_TASK GOAL_. This exercise needs the complete data reproduced exactly.

+++++

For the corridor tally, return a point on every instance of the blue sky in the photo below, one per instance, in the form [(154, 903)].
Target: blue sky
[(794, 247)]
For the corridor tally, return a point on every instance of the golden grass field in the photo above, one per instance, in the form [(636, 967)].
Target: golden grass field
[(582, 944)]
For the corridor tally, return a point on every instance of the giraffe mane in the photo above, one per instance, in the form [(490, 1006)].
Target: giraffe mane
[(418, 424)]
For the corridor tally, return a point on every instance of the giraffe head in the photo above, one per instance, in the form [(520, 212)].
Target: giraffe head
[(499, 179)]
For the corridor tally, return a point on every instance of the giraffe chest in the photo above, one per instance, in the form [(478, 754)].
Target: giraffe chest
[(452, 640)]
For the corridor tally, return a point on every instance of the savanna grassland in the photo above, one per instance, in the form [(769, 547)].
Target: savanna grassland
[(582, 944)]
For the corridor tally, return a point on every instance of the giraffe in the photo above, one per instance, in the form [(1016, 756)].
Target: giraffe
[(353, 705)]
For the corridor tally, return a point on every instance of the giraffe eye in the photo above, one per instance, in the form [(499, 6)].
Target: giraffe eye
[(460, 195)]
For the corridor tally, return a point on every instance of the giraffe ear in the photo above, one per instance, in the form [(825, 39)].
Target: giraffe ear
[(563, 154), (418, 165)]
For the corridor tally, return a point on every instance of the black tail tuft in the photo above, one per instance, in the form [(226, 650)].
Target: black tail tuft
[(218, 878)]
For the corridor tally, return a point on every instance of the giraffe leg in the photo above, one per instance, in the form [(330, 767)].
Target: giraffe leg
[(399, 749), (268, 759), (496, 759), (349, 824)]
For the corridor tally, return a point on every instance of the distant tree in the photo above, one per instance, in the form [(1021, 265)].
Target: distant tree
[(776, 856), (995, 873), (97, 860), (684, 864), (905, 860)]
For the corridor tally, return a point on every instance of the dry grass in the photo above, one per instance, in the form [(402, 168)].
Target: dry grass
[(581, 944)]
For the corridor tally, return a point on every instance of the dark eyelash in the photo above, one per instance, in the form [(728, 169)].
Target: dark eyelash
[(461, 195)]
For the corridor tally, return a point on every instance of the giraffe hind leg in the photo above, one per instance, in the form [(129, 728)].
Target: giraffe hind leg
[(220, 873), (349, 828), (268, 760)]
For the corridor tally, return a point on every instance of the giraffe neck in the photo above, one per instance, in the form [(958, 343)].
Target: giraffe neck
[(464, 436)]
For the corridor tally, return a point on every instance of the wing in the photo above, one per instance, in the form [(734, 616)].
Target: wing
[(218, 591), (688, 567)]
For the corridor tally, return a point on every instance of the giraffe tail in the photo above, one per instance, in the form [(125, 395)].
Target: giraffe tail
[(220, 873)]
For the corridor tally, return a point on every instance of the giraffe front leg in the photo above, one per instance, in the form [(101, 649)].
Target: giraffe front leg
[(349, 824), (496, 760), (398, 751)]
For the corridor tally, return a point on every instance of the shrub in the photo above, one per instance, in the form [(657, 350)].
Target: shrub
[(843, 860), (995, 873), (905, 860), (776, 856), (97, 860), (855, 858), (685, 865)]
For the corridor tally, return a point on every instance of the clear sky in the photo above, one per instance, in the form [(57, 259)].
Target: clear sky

+++++

_RESPONSE TO THE TASK_.
For the corridor tally, return a point on every instance of the blue sky in the photo below, one per instance, in the form [(154, 903)].
Target: blue sky
[(794, 247)]
For the corridor tally, return a point on every instance of the golden grass field in the photo above, one per instance, in the form [(636, 967)].
Target: golden grass field
[(582, 944)]
For the corridor tally, return a point on every instance of the giraffe mane in the photo above, one per instance, in the form [(490, 1006)].
Target: giraffe mane
[(418, 424)]
For the corridor tally, return a point on every instance of the giraffe head in the photo above, one per instance, in the form [(520, 212)].
Target: giraffe head
[(499, 179)]
For the corridor tally, return a point on every instance of the giraffe chest in the photo above, one per instance, in the form [(478, 754)].
Target: giraffe chest
[(452, 640)]
For the corridor tally, return a point on every instance of the savanna grassland in the photo above, one per instance, in the form [(769, 547)].
Target: savanna grassland
[(582, 944)]
For the corridor tally, return a point on every instance of the giraffe in the photo above, one per instance, in the form [(1016, 756)].
Target: giraffe
[(353, 705)]
For the corridor tally, return a point on every instance of the giraffe eye in the photo above, one per instance, in the form [(499, 6)].
Target: giraffe eye
[(460, 195)]
For the corridor tally, return a point on every instance of the giraffe ear in the photo above, one per instance, in the form [(825, 39)].
Target: giraffe ear
[(563, 154), (418, 165)]
For the corridor tally, return a point on every instance of the black tail tuft in the photo above, one per instance, in the form [(226, 650)].
Target: black tail tuft
[(218, 878)]
For the corridor tally, return a point on every instance of the giraffe leg in the photo above, one per instance, in the form [(330, 767)].
Target: giraffe leg
[(399, 749), (268, 759), (496, 759), (349, 824)]
For the corridor tally, return a point on every instance of the distant tree in the photo above, one per instance, in the form [(1021, 265)].
Target: distant tree
[(776, 856), (995, 873), (97, 860), (684, 864), (905, 860)]
For the corridor tally, return a point on every instance of the dry grass in the photo above, one per instance, in the form [(402, 168)].
Target: dry grass
[(581, 944)]
For the corridor tally, return a point on every instance of the dark eyelash in the photo above, one per instance, in the form [(728, 169)].
Target: dark eyelash
[(461, 195)]
For the corridor tally, return a point on every instance of the giraffe hind leg in the photo above, one per instance, in the form [(129, 728)].
Target: giraffe hind leg
[(220, 873), (349, 828), (268, 760)]
For the corridor tally, return a point on every instance of the giraffe neck in the photo above, one per instance, in the form [(958, 343)].
Target: giraffe neck
[(464, 436)]
For the corridor tally, return a point on every instance of the wing in the photo above, one per instance, in the form [(734, 616)].
Target: wing
[(218, 591), (688, 567)]
For the corridor tally, return a point on every instance of the giraffe tail in the photo above, one per instance, in the form [(125, 395)].
Target: giraffe tail
[(220, 873)]
For the corridor tally, return a point on every instance of the giraffe front leg in the photo above, one per instance, in the form [(101, 649)].
Target: giraffe front leg
[(349, 824), (496, 760), (398, 751)]
For the corridor tally, return a point on every instance of the shrub in the photo above, one per instance, in the form [(657, 350)].
Target: shrub
[(843, 860), (995, 873), (905, 860), (776, 856), (97, 860), (855, 858), (685, 865)]
For the corridor tally, return a point on every instance of the clear sky in the photo above, one per instance, in the form [(57, 259)].
Target: clear sky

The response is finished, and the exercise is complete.